>>>>

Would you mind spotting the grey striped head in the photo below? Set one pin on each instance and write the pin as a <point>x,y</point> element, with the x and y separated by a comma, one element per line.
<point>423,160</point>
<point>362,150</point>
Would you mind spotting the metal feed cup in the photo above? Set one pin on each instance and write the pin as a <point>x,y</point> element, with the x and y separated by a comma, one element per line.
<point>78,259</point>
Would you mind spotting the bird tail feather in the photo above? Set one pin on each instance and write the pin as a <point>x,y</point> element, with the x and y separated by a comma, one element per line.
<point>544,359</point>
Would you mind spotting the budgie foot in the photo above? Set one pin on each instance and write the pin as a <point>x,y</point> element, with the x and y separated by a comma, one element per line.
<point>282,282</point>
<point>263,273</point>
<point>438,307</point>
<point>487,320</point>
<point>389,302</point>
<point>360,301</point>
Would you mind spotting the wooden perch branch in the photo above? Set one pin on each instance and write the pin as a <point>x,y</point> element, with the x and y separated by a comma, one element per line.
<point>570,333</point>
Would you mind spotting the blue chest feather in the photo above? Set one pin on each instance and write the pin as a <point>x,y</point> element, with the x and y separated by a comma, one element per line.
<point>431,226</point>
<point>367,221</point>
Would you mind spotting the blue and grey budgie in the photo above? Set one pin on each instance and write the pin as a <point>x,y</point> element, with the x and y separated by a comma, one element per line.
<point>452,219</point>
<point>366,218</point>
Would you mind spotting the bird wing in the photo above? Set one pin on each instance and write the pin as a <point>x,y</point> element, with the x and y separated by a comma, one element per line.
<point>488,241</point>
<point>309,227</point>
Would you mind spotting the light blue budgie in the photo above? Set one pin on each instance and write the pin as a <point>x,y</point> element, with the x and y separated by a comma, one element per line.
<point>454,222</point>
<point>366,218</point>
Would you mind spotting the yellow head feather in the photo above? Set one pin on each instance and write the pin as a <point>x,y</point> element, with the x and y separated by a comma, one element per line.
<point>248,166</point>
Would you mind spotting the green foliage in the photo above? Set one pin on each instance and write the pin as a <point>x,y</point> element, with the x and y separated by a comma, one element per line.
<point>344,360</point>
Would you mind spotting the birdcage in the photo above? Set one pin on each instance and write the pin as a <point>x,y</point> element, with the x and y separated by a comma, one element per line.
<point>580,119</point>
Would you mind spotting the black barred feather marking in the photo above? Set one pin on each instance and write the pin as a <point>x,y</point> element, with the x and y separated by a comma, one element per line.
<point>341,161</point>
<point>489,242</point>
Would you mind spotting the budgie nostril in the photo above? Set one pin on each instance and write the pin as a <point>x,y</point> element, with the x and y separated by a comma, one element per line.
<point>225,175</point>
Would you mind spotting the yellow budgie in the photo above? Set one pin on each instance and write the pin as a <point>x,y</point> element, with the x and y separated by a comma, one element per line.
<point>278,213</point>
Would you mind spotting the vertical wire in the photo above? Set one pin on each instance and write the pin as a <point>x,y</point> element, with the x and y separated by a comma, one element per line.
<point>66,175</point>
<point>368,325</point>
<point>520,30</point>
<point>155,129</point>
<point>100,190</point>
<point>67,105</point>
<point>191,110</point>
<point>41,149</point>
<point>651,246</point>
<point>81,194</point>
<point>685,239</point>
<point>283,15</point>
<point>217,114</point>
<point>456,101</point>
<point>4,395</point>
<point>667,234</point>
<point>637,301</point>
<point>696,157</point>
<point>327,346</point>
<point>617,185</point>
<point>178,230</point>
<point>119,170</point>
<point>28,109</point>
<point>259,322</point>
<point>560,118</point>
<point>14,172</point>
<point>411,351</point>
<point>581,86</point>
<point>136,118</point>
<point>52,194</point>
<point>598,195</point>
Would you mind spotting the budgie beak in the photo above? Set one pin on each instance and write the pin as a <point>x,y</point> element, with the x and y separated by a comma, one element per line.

<<<<

▸ Set task
Find every line in the rows above that contains the word "yellow" and copy each of those lines. Case counts.

▸ The reply
Would you mind spotting the yellow head feather in the photo above? Set one pin on each instance and write the pin as a <point>x,y</point> element, with the x and y separated by a comma, one element per line.
Would you mind spotting the yellow budgie in the photo above? Set one pin on each instance and write the pin as a <point>x,y</point> element, with the x and y separated by a comma, one element per line.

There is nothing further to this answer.